### [Tugas]
A. Tentukan apakah setiap pernyataan berikut sesuai dengan esai tentang sastra religius dan materialisme. Jawab ya atau tidak dan sertakan kutipan persis dari esai yang menjadi penentunya.
(i) Esai menyatakan bahwa pembangunanisme bisa tidak bebas ideologi.
(ii) Esai menyatakan bahwa kehadiran teks seks dalam kesusastraan harus ditolak sepenuhnya.
(iii) Esai menyatakan bahwa nilai transenden telah membuat bangsa ini kokoh.
B. Teruskan esai tentang sastra religius dan rimba materialisme, mulai tepat setelah kalimat terakhirnya.

### [Bacaan]
Sastra Religius dan Rimba Materialisme

Budi P. Hatees*)


Melalui pembangunan nasional, kapitalisme telah menjadi bagian tak terhindarkan di Indonesia. Bagi banyak orang, pembangunan merupakan sebuah ideologi, karena sangat erat kaitannya dengan suatu diskursus, suatu ideologi tentang perubahan sosial. Pembangunanisme bisa tidak bebas ideologi. Dengan pembangunan, sebuah negara merasa berhak mengubah tradisi menjadi modern, yang tidak beradab menjadi beradab, menurut kacamata mayoritas atau pusat.

Di dunia politik, orang Indonesia boleh saja mencita-citakan politik Indonesia sebagai politik yang tetap diwarnai nilai-nilai spiritual-keagamaan. Tapi, di sisi lain orang mengekspresikan cita-cita itu dengan menampilkan politik agama, yaitu menjadikan isu-isu agama sebagai komoditas politik untuk memperoleh kekuasaan dan semacamnya. Di sini agama bukan lagi sebagai upaya menjadikan agama sebagai pengawas para pelaku politik agar tidak terjebak dalam politik machiavelianisme.

Di dunia kesusastraan, kita tidak boleh terlalu memojokkan kehadiran teks seks. Risiko kehidupan moderen mengharusklan kita menerimanya. Bahkan, sebagai warga bangsa, kita, mau tidak mau, ikut dalam iklim yang disiapkan negara itu. Pembangunanisme melahirkan belantara materialisme dalam segala dinamika kehidupan. Tentu saja situasi ini merupakan sebuah telikungan, kekangan, dan kita kehilangan daya untuk merefleksikan diri guna mencapai pembebasan.

Dalam situasi seperti itu, tidak bisa tidak, kita perlu mencari alternatif. Kita tidak bisa hidup dalam iklim modern semacam ini terus-menerus. Sebagai orang beragama, risiko pembangunanisme tidak seharusnya dibiarkan memarginalkan transendensi. Nilai transenden itu telah membuatkan kita sangat kokoh selama ini sebagai sebuah bangsa. Jadi, dalam segala dinamika kehidupan, kita gemakan cita-cita luruh tentang pentingnya nilai-nilai ketuhanan sebagai landasan segala tindak-tanduk keseharian.

Catatan anotasi posisi:
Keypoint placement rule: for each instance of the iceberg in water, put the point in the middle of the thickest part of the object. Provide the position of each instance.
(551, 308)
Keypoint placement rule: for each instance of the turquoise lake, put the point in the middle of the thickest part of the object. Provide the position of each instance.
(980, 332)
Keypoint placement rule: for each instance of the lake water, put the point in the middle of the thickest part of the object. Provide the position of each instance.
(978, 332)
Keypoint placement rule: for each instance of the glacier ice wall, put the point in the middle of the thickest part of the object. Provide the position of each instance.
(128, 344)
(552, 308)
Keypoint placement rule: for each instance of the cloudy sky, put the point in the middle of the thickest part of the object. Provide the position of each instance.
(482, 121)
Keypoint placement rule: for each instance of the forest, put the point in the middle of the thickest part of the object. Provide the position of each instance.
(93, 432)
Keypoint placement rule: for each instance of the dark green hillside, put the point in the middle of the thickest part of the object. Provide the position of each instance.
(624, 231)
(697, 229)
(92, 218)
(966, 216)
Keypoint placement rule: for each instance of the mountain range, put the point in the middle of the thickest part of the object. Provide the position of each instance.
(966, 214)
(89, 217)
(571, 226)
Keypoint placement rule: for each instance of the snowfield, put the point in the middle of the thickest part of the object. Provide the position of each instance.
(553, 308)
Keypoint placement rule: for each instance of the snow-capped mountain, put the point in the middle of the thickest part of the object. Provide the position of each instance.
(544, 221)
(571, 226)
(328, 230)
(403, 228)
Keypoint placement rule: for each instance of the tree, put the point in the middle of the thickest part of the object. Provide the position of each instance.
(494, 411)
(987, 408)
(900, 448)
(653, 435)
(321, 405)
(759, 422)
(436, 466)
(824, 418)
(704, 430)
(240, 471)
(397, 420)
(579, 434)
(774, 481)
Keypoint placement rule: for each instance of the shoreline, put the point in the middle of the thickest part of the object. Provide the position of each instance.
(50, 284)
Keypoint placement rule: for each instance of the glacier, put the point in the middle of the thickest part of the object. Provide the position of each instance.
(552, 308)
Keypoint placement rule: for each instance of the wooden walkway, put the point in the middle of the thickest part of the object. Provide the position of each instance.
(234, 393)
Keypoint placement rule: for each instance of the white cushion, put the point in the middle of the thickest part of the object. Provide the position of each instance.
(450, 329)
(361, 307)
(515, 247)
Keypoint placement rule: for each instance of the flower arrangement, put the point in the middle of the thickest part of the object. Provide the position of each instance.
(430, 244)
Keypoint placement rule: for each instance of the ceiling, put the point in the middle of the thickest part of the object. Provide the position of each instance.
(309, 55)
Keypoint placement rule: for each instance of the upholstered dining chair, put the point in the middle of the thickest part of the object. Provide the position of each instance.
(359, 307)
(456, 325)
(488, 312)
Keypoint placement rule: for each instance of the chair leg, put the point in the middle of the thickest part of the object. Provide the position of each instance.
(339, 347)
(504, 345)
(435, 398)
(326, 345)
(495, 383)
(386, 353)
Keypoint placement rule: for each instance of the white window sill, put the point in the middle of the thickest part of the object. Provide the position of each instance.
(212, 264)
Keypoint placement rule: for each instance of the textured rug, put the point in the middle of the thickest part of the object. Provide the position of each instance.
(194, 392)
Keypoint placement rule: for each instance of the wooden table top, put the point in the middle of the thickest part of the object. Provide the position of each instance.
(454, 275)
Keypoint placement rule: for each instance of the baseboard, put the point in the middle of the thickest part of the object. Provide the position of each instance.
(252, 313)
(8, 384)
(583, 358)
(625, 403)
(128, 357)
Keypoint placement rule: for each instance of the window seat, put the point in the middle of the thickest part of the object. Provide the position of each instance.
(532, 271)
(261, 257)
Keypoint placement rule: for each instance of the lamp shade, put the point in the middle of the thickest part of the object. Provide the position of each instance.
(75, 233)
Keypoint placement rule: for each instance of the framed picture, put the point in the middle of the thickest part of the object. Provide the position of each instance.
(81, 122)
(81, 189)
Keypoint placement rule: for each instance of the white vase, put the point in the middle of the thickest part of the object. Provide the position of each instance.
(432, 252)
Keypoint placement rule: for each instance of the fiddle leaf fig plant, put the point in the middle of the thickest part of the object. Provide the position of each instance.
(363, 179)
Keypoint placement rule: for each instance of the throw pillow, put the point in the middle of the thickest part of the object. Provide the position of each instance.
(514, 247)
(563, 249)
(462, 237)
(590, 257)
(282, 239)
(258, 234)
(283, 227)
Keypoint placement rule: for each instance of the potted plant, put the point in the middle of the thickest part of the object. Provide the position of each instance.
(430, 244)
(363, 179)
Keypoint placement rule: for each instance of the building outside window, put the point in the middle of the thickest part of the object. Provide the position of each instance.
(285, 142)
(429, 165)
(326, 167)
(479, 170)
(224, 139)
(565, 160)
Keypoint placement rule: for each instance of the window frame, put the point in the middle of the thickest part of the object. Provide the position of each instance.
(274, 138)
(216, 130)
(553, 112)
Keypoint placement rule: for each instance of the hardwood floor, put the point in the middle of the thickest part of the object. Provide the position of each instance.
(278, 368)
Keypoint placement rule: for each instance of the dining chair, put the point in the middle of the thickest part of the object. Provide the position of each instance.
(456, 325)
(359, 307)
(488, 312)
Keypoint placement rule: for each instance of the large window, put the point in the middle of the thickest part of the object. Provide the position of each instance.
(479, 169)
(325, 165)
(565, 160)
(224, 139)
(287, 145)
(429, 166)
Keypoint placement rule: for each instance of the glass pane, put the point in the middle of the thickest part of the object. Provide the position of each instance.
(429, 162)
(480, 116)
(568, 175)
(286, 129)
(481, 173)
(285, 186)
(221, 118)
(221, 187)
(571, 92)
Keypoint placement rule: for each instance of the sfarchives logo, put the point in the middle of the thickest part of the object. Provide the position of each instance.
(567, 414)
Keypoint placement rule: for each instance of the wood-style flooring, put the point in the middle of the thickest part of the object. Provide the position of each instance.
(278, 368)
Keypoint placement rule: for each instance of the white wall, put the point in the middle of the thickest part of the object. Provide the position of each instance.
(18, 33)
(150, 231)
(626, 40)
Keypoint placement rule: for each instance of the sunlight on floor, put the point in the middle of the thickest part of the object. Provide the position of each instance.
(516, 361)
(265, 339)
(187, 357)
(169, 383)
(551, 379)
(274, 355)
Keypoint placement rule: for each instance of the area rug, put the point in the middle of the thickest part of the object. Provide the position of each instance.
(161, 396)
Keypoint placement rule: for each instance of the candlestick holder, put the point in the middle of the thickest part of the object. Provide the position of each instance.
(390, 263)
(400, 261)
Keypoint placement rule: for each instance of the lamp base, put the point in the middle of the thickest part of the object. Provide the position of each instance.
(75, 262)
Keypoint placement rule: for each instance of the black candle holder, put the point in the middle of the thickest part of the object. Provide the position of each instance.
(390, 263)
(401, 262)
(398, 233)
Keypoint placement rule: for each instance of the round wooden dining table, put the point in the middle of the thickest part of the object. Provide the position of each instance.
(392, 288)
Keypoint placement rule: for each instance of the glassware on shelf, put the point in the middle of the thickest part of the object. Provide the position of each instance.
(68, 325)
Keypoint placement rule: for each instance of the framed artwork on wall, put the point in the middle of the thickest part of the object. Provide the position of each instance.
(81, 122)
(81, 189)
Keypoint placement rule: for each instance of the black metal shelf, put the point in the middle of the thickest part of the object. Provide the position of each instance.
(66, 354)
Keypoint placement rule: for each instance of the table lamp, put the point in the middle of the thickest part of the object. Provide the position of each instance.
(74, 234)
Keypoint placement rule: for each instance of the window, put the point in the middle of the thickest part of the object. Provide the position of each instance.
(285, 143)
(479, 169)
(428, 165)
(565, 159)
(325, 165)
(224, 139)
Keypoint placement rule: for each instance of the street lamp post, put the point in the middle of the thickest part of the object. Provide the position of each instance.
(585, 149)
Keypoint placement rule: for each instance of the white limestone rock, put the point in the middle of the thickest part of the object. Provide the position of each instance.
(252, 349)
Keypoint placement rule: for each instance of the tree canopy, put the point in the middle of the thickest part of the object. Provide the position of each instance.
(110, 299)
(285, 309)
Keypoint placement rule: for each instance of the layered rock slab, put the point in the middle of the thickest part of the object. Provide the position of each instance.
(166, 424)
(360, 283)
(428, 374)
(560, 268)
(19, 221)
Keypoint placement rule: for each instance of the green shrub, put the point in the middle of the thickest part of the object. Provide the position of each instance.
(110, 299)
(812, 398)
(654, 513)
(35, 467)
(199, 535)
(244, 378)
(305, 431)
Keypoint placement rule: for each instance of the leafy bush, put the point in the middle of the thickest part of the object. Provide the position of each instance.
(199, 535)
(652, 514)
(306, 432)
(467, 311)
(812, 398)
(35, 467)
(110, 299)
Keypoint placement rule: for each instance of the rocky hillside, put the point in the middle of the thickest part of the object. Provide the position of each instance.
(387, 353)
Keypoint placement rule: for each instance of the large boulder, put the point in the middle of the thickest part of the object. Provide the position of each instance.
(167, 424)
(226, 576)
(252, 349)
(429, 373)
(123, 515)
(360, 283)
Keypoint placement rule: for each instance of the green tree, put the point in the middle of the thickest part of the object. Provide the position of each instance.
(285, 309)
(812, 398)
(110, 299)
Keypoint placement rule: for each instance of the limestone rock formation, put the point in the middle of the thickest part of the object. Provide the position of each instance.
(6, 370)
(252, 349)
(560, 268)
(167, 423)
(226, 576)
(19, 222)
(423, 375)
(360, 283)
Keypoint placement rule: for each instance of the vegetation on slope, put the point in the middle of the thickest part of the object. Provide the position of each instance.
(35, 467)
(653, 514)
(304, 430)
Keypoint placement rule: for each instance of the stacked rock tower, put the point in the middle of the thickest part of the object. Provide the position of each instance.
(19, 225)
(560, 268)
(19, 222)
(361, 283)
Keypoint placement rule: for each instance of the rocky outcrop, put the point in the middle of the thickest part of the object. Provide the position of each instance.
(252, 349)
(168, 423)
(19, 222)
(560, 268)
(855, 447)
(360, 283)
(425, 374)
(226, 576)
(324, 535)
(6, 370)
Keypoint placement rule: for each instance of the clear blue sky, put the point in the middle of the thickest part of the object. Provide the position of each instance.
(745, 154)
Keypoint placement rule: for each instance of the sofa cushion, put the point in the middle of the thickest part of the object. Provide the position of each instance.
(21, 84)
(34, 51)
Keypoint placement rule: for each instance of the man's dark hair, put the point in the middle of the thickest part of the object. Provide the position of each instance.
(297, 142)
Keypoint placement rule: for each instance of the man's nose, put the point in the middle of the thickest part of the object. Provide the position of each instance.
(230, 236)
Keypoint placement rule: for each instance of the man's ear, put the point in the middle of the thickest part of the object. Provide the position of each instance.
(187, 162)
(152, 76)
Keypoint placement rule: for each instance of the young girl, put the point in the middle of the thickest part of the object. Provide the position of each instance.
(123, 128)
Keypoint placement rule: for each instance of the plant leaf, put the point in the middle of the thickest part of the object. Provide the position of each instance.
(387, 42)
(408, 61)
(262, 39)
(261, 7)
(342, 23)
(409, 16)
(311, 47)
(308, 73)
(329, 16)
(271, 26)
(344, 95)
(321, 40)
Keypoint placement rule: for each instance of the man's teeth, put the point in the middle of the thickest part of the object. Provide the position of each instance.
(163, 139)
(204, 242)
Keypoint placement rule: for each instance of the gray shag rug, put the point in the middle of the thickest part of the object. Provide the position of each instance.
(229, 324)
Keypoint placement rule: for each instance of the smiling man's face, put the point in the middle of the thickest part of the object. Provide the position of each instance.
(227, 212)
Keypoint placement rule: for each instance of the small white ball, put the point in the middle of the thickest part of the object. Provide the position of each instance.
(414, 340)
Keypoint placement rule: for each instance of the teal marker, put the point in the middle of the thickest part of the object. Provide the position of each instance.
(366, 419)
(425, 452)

### [Jawaban]
A.
(i) Ya: "Pembangunanisme bisa tidak bebas ideologi."
(ii) Tidak: "Di dunia kesusastraan, kita tidak boleh terlalu memojokkan kehadiran teks seks."
(iii) Ya: "Nilai transenden itu telah membuatkan kita sangat kokoh selama ini sebagai sebuah bangsa."

B.
Para pengagum kekuasaan menyampaikan pidato politik dengan mengutif kitab suci. Para koruptor menghadiri persidangan di pengadilan dengan mengenakan baju koko dan peci. Para calon presiden, sibuk menggandeng tokoh-tokoh ormas berbasis agama untuk jadi wakil, dan menemui para kiai di pondok-pondok pesantren. Saya kira, ini juga alasan bagi para sastrawan untuk terus menghasilkan teks-teks religius. Sebab, meskipun carut-marut materialisme telah begitu menyesakkan dada, kita masih menemukan ekspresi-ekspresi masyarakat yang kental akan nilai-nilai religius dalam merefleksikan dirinya. Para sastrawan, sadar atau tidak, selalu menampilkan teks-teks religius dalam karyanya.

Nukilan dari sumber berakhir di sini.